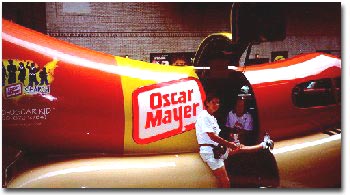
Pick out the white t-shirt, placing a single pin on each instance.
(244, 122)
(206, 123)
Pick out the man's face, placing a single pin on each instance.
(240, 107)
(213, 105)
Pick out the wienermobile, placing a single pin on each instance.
(85, 119)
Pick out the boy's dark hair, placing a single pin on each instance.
(210, 96)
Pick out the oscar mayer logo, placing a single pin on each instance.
(166, 109)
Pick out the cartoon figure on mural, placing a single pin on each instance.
(22, 72)
(43, 77)
(4, 74)
(11, 68)
(32, 74)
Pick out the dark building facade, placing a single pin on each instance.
(137, 29)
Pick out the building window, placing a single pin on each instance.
(314, 93)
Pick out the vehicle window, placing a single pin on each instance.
(337, 82)
(313, 93)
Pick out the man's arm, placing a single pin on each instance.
(219, 140)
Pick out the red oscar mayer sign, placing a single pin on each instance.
(166, 109)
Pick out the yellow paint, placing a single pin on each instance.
(185, 142)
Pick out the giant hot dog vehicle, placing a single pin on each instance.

_Task statement_
Repeat, word for word, every line from the line that contains "Pick out the man's face, placing" to the end of the entries; include both of those lines and no others.

_Output of the exercise_
Pick out the man's face, placing a single pin on each instance.
(240, 107)
(213, 105)
Pick out the wienermobile, placing a single pin on each instance.
(85, 119)
Pick out the boy's dark hair, placing a single pin on each instance.
(210, 96)
Pick out the oscar mayer logo, placing a single pin on each instance.
(166, 109)
Pick out the cartoon figure on mural, placing a single pin on each instance.
(22, 72)
(43, 77)
(4, 74)
(11, 68)
(32, 74)
Pick out the dark building facade, placing a single pin on each instance.
(137, 29)
Pick out the building window, placing a single pin on each instance.
(314, 93)
Pick out the vehicle window, placing a single pin on each instance.
(337, 82)
(313, 93)
Pick out the man's arm, placing a single pin on each instance.
(219, 140)
Pick out the red oscar mayer sign, placing a single pin on each instance.
(166, 109)
Pick out the yellow paint, placing a single pin on each instance.
(185, 142)
Pick out the giant hot dog vehicle, placing a single pin on each instance.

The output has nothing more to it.